STATED GOAL
Beginning at the line with "Which spot sits on each instance of the forehead", output each line to the end of the listing below exactly, please.

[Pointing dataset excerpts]
- - -

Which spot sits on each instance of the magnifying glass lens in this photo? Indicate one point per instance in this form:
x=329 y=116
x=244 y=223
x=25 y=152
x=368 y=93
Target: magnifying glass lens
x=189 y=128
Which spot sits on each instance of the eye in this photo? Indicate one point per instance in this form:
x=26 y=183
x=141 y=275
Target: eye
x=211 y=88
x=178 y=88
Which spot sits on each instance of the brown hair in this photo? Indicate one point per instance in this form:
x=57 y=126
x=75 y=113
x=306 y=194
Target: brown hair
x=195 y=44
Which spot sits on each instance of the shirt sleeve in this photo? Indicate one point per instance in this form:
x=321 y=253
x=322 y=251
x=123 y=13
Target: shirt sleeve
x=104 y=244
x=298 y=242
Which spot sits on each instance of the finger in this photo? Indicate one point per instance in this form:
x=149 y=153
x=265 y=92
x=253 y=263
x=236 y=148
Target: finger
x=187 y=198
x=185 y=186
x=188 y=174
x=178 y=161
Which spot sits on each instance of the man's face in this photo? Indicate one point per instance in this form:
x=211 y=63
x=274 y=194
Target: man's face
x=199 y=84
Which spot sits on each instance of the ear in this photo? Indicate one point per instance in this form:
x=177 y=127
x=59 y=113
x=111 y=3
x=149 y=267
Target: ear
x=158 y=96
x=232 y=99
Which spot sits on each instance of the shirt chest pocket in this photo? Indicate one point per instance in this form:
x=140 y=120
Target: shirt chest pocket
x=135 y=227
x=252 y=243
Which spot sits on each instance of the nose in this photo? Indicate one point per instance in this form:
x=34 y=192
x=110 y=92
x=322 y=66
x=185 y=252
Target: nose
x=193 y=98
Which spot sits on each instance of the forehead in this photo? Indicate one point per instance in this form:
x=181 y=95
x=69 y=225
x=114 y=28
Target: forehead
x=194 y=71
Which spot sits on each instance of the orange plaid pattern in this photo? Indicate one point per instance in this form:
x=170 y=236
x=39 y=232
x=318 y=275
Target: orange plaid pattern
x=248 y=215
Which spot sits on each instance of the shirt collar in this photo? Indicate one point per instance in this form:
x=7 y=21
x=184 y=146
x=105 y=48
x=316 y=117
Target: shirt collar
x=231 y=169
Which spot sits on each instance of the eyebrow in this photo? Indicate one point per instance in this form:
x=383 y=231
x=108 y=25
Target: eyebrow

- - -

OUTPUT BELOW
Which spot sits on each instance of the forehead in this photo? Indicate one point per instance in this form:
x=181 y=95
x=69 y=225
x=114 y=28
Target: forehead
x=194 y=71
Which spot sits on each instance of the orange plaid pattern in this photo? Indicate one point per instance in this form:
x=170 y=236
x=39 y=232
x=318 y=275
Target: orange plaid pattern
x=248 y=215
Which spot sits on each instance of the shirt collar in this photo? Indicate one point per instance in this form:
x=7 y=21
x=184 y=146
x=105 y=48
x=316 y=117
Target: shirt collar
x=231 y=169
Which spot sits on each instance of the eyebrow in this photo? Indicate one point per instance in this form:
x=383 y=231
x=108 y=25
Target: eyebrow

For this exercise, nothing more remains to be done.